[Begin SOURCE EXCERPT]

# Three phase 120/240 1200amp overhead service



## Southeast Power (Jan 18, 2009)

I just had a thought about using a Ground Fault Breaker;

Section 230.95 requires solidly grounded Wye electrical services with main disconnecting means rated at 1,000A or more to be provided with GFPE where the voltage is more than 150V to ground but does not exceed 600V phase-to-phase. The setting of the GFPE must not be greater than 1,200A and the maximum time delay before operation shall not exceed one second (60 cycles) for ground-fault currents of 3,000A or greater.

My system is 120/ 240 open delta, with a high leg, usually 190 to 208 volts


----------



## Sparky Girl (Apr 15, 2015)

Thinking back on 1200A disconnects I've installed, all I can remember is the ones that were part of switchgear. IIRC, all of them were fused. Breakers didn't come into play until we dropped down to 600A but most still were fuses. It was more common to see breakers at 400A and below.

Sorry, but it's been 8 years since I retired and the cobwebs get thicker every year.


----------



## Southeast Power (Jan 18, 2009)

I usually see bolted pressure switches on the 2000 and up gear. Lots of 1200amp molded case breakers out there. If you are a retired union electrician and worked commercial and institutional projects during your career, You more than likely have thrown dozens of them and not realized the amperage. They are usually behind cover plates with just either the handle sticking out or one of the ones you have to pump a few times to load the spring.

See, I knew you would remember.


----------



## Cow (Jan 16, 2008)

Suncoast Power said:


> I wanted to just use a 1200 amp SE rated main but the guy supplying it, intends on maintaining it and has nothing good to say about SE rated ATSs.


What is his complaint?

We're ordering several 1200-2000 amp Siemens switchboards for a project right now and we're using breakered mains, if it matters.

We've never had an issue.


----------



## sbrn33 (Mar 15, 2007)

I would also go with the 1200 amp SE rated transfer switch. It makes a waaay cleaner job.


----------

[End SOURCE EXCERPT]
[Begin DATA]

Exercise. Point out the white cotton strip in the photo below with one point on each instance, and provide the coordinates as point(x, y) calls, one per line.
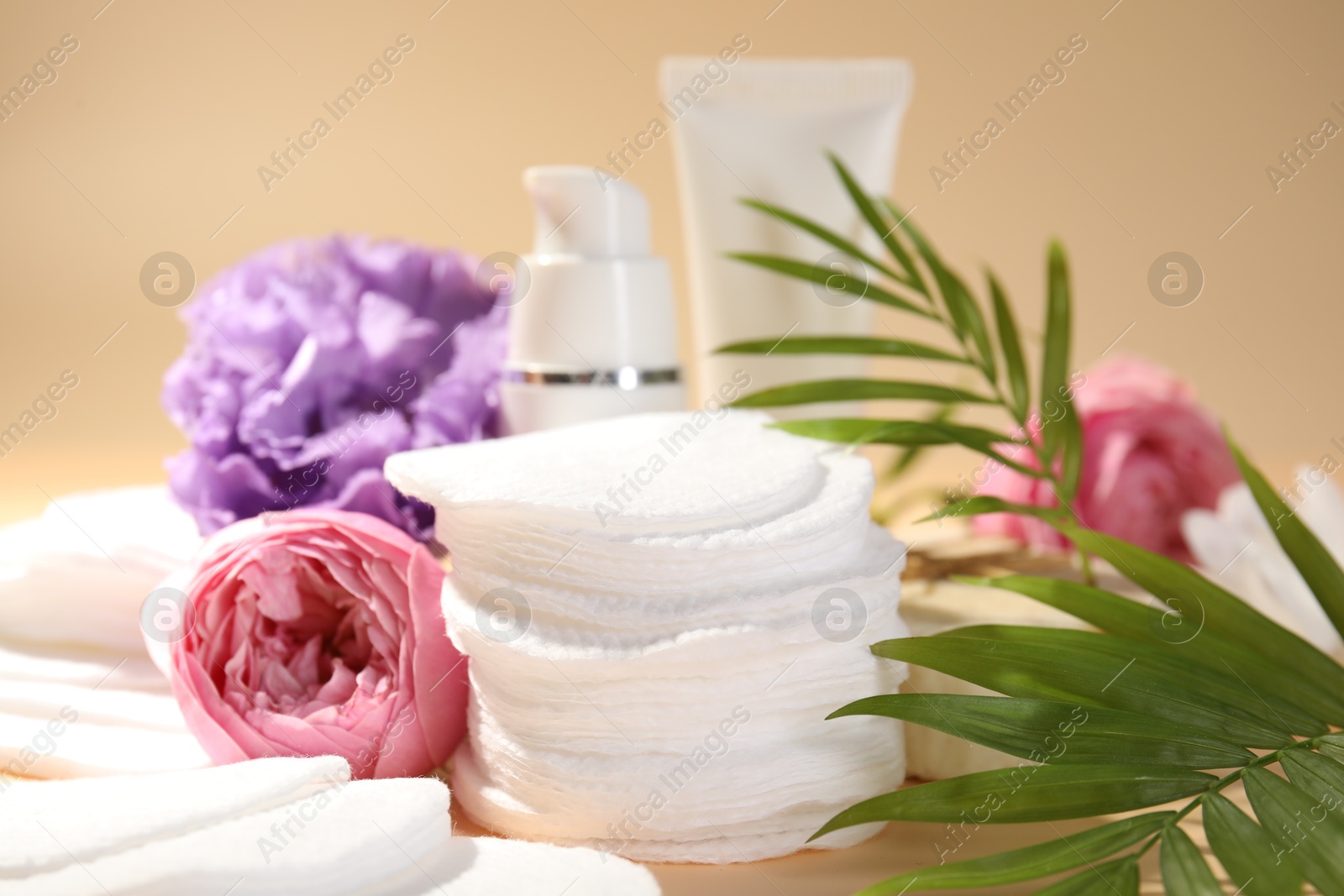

[End DATA]

WORK INSTRUCTIONS:
a - According to the forum thread, what is the maximum time delay that Section 230.95 allows before GFPE operates for ground-fault currents of 3,000A or greater?
b - Reproduce the forum thread word for word. Begin at the words "## Sparky Girl" and stop after "load the spring.".
c - List each distinct username that appears as a post heading in the forum thread.
The lines are separate material from the forum thread.

ANSWERS TO THE TASKS:
a - One second (60 cycles).

b -
## Sparky Girl (Apr 15, 2015)

Thinking back on 1200A disconnects I've installed, all I can remember is the ones that were part of switchgear. IIRC, all of them were fused. Breakers didn't come into play until we dropped down to 600A but most still were fuses. It was more common to see breakers at 400A and below.

Sorry, but it's been 8 years since I retired and the cobwebs get thicker every year.


----------



## Southeast Power (Jan 18, 2009)

I usually see bolted pressure switches on the 2000 and up gear. Lots of 1200amp molded case breakers out there. If you are a retired union electrician and worked commercial and institutional projects during your career, You more than likely have thrown dozens of them and not realized the amperage. They are usually behind cover plates with just either the handle sticking out or one of the ones you have to pump a few times to load the spring.

c - Southeast Power, Sparky Girl, Cow, sbrn33